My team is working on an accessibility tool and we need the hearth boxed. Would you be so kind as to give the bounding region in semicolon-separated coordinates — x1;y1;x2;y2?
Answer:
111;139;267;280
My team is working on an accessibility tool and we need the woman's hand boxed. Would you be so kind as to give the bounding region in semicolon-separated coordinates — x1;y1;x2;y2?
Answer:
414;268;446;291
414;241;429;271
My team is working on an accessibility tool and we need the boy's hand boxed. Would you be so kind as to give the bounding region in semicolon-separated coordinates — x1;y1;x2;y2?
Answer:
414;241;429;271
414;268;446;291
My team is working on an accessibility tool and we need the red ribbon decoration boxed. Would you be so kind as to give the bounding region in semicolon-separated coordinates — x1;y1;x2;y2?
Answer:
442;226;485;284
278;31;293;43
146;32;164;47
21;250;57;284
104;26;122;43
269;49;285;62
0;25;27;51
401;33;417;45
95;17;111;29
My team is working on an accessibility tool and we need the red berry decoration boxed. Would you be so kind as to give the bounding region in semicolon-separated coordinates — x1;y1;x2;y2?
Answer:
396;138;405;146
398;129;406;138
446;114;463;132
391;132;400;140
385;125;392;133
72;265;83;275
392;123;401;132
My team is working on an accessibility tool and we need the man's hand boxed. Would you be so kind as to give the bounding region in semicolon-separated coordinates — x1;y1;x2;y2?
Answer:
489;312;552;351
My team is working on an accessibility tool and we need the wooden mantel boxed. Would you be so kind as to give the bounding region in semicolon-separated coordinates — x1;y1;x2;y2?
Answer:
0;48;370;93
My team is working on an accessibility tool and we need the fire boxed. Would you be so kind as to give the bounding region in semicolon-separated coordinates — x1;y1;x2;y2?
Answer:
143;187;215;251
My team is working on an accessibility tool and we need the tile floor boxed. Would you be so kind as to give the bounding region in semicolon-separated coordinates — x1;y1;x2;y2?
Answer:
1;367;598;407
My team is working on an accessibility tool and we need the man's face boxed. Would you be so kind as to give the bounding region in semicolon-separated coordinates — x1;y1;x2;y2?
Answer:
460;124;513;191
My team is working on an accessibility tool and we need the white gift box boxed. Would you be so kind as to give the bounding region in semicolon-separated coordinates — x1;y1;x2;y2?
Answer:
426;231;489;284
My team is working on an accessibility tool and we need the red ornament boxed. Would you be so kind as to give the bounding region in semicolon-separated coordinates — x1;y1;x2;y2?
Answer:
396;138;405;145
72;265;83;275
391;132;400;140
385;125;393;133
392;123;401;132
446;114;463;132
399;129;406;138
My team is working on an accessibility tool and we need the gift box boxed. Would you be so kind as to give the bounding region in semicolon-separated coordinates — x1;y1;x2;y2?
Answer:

####################

- DESCRIPTION OF THE TASK: For each line in the data that holds the word "gift", copy the line.

- RESPONSE FOR THIS EXERCISE:
My team is working on an accessibility tool and we need the white gift box boxed. Would you be so kind as to give the bounding region in semicolon-separated coordinates — x1;y1;x2;y2?
My team is working on an accessibility tool and we need the gift box boxed. Would you be so kind as to give the bounding region in semicolon-separated coordinates — x1;y1;x2;y2?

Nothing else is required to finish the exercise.